── RECORDS SUPPLIED

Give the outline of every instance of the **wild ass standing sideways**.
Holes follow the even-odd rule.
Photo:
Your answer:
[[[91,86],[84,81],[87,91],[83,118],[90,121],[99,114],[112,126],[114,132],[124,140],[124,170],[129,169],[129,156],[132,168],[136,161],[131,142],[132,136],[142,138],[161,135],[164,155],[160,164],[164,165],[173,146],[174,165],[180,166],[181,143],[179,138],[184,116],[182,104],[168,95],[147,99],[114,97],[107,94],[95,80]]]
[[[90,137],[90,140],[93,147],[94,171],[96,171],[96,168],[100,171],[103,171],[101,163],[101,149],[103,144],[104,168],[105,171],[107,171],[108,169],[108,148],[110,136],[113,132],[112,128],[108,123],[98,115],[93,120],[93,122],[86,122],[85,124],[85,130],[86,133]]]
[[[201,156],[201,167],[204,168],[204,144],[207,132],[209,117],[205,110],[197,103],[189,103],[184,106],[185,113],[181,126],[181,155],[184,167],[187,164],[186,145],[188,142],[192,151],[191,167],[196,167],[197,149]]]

────

§ WHAT YOU ARE ASKED TO DO
Can you recast all of the data above as a JSON list of strings, with one string per line and no blank lines?

§ FINISHED TASK
[
  "Give the outline of every instance of the **wild ass standing sideways**.",
  "Holes follow the even-odd rule.",
  "Photo:",
  "Your answer:",
  "[[[91,86],[84,81],[87,91],[83,118],[90,121],[99,114],[112,126],[114,132],[124,140],[124,170],[129,169],[129,156],[132,168],[136,161],[131,142],[132,136],[142,138],[161,135],[164,155],[160,164],[164,165],[173,146],[174,165],[180,166],[181,143],[179,138],[184,116],[182,104],[168,95],[147,99],[114,97],[107,94],[95,80]]]",
  "[[[90,137],[90,140],[93,147],[94,171],[96,171],[96,168],[100,171],[103,171],[101,163],[101,149],[103,144],[104,168],[105,171],[107,171],[108,169],[108,148],[110,136],[113,132],[112,128],[108,123],[98,115],[93,120],[93,122],[86,122],[85,124],[85,130],[86,133]]]",
  "[[[201,156],[201,167],[204,168],[204,144],[207,132],[209,117],[205,110],[197,103],[189,103],[184,106],[185,113],[181,126],[181,155],[184,167],[187,164],[186,145],[188,142],[192,151],[191,167],[196,167],[197,149]]]"
]